Sarrasin (alternate spelling Saracen), their last chief before the removal, was a Roman Catholic and friend of the Lazarist missionaries (Congregation of the Missions), who had arrived in 1818. He died about 1830 and is buried adjoining St. Joseph's Church, Pine Bluff. A a memorial window in the church preserves his name. Fr. John M. Odin was the pioneer Lazarist missionary among the Quapaw; he later served as the Catholic Archbishop of New Orleans.
In 1834, under another treaty and the federal policy of Indian Removal, the Quapaw were removed from the Mississippi valley areas to their present location in the northeast corner of Oklahoma, then Indian Territory.
In 1824, the Jesuits of Maryland, under Father Charles Van Quickenborne, took up work among the native and migrant tribes of Indian Territory (present-day Kansas and Oklahoma). In 1846, the Mission of St. Francis was established among the Osage, on Neosho River, by Fathers John Shoenmakers and John Bax. They extended their services to the Quapaw for some years.
20th century
The Quapaw, together with associated remnant tribes, the Miami, Seneca, Wyandot and Ottawa, were served from the Mission of "Saint Mary of the Quapaws", at Quapaw, Oklahoma. Historians estimated their number at European encounter as 5000. The Catholic Encyclopedia noted the people had suffered from high fatalities due to epidemics, wars, removals, and social disruption. It documented their numbers as 3200 in 1687, 1600 in 1750, 476 in 1843, and 307 in 1910, including people of mixed-race. The tribes had matrilineal kinship systems, and children born to and raised by Quapaw women were considered to be tribal members.
The following passages are taken from the public domain Catholic Encyclopedia, written early in the 20th century. It describes the Quapaw from the non-native perspective of that time. Some of the tribe has strong Cherokee kin relationships then and now.

§ **Source information**

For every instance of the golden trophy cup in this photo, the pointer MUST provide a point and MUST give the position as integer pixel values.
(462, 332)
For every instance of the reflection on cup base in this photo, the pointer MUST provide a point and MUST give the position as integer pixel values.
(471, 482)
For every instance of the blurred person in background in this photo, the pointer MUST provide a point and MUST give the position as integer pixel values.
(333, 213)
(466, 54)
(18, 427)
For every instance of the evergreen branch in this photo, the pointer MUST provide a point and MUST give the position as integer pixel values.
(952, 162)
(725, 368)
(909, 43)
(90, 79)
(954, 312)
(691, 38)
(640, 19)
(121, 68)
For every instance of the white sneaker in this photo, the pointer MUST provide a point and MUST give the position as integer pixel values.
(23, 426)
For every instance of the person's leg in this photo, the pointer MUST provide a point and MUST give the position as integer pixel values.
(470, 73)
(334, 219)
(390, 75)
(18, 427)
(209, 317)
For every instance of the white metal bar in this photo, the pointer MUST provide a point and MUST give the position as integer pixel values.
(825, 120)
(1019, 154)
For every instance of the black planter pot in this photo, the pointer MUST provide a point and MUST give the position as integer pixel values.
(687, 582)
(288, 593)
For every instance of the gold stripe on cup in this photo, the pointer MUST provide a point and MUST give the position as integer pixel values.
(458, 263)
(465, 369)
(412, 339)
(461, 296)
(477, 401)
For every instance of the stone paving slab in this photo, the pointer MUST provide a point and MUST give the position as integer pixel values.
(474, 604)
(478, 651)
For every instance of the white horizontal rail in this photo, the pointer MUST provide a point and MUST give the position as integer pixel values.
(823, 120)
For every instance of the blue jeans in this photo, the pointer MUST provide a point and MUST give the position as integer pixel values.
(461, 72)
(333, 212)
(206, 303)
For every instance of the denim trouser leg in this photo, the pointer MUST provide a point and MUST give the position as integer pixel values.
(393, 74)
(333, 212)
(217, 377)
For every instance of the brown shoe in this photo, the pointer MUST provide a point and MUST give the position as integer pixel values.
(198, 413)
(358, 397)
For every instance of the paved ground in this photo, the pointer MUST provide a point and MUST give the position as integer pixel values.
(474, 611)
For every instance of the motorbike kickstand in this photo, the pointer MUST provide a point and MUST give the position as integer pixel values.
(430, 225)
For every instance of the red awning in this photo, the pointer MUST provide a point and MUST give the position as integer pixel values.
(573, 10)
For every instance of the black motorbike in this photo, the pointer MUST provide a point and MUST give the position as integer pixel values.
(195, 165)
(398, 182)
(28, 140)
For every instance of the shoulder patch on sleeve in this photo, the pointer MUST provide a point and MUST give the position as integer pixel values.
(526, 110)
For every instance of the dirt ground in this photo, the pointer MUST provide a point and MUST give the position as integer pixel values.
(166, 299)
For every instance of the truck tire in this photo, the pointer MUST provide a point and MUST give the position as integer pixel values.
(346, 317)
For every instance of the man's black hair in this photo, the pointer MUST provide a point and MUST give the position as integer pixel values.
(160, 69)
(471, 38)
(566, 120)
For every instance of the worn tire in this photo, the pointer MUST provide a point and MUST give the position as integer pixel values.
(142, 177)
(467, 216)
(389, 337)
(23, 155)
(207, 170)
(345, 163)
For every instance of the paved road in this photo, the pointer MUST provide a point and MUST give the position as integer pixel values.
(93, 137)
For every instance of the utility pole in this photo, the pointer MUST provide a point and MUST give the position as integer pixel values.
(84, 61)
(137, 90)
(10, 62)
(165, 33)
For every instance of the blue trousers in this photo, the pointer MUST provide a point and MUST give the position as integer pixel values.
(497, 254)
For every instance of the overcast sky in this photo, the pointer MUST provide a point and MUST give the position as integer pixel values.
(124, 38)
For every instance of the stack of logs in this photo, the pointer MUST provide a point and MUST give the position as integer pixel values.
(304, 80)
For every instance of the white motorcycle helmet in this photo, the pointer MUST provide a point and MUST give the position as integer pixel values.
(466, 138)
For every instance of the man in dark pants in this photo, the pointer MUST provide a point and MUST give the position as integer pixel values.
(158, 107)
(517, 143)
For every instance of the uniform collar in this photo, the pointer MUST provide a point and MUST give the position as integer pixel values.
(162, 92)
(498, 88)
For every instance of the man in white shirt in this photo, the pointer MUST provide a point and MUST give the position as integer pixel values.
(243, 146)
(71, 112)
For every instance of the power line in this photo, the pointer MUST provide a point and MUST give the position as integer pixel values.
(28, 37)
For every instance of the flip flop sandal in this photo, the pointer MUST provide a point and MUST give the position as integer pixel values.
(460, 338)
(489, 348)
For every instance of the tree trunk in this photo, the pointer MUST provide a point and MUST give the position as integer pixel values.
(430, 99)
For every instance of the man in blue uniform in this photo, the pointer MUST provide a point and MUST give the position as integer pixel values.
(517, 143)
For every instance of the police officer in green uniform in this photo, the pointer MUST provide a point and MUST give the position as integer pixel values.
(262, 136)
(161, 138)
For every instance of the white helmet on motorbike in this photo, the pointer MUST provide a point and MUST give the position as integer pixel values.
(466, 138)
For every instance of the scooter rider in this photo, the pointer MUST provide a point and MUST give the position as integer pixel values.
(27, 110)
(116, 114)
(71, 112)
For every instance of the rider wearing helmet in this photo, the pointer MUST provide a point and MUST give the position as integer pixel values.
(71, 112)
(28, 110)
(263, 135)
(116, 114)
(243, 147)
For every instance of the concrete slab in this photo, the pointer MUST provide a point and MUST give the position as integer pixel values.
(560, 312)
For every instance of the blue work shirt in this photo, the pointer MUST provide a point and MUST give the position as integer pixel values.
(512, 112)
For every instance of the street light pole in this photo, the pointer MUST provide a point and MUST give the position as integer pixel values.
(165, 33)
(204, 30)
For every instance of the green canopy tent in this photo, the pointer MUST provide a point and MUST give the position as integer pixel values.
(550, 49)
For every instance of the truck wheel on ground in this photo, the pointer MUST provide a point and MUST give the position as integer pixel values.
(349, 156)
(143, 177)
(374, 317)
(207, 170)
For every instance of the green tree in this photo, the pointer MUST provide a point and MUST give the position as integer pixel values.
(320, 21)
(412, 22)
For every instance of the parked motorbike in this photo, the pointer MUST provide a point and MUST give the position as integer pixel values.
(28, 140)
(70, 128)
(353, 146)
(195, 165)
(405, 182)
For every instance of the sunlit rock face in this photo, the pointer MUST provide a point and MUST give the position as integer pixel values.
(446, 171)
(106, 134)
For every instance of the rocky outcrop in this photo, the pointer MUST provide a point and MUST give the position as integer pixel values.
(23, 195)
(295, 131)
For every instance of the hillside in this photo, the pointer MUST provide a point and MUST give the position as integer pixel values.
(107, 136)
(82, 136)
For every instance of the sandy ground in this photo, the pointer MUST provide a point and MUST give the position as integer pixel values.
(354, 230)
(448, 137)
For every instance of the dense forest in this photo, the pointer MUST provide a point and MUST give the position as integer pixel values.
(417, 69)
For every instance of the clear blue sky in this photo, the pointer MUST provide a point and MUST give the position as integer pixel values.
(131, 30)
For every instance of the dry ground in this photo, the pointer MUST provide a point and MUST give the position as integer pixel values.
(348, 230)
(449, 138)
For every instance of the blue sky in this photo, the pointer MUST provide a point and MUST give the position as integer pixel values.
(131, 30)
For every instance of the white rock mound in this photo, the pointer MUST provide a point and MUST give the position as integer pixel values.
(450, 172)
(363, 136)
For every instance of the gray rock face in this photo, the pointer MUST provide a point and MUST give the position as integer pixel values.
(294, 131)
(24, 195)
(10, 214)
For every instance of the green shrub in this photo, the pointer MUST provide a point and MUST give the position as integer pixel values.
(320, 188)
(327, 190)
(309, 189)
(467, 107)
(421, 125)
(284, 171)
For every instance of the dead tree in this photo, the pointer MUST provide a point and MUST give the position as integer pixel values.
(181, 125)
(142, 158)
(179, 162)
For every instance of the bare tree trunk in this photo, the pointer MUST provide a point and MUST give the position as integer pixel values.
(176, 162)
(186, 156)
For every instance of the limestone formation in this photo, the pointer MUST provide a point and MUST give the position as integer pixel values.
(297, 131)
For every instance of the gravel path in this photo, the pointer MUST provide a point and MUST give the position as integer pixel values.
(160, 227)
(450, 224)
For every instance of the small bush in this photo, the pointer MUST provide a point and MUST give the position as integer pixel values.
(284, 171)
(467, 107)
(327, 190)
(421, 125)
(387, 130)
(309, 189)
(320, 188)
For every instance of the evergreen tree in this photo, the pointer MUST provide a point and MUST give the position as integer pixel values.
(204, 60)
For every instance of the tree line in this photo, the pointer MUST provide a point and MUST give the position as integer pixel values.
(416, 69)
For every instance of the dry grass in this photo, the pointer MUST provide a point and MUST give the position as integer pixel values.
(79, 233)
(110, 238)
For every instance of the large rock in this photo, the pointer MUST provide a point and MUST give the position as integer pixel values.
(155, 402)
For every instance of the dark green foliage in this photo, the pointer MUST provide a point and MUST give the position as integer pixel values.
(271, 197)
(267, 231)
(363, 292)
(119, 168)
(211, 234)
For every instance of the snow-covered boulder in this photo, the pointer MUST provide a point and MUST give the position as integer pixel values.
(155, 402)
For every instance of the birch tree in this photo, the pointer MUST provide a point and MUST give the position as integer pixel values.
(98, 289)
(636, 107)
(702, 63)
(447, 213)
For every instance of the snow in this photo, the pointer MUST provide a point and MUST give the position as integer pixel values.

§ **Task list**
a) According to the Quapaw passage, in what year were the Quapaw removed to the northeast corner of Oklahoma?
b) Please quote the Quapaw passage from "Sarrasin (alternate spelling" to "then Indian Territory.".
None of the records is needed for what comes next.

§ **Answers to this exercise**
a) 1834

b)
Sarrasin (alternate spelling Saracen), their last chief before the removal, was a Roman Catholic and friend of the Lazarist missionaries (Congregation of the Missions), who had arrived in 1818. He died about 1830 and is buried adjoining St. Joseph's Church, Pine Bluff. A a memorial window in the church preserves his name. Fr. John M. Odin was the pioneer Lazarist missionary among the Quapaw; he later served as the Catholic Archbishop of New Orleans.
In 1834, under another treaty and the federal policy of Indian Removal, the Quapaw were removed from the Mississippi valley areas to their present location in the northeast corner of Oklahoma, then Indian Territory.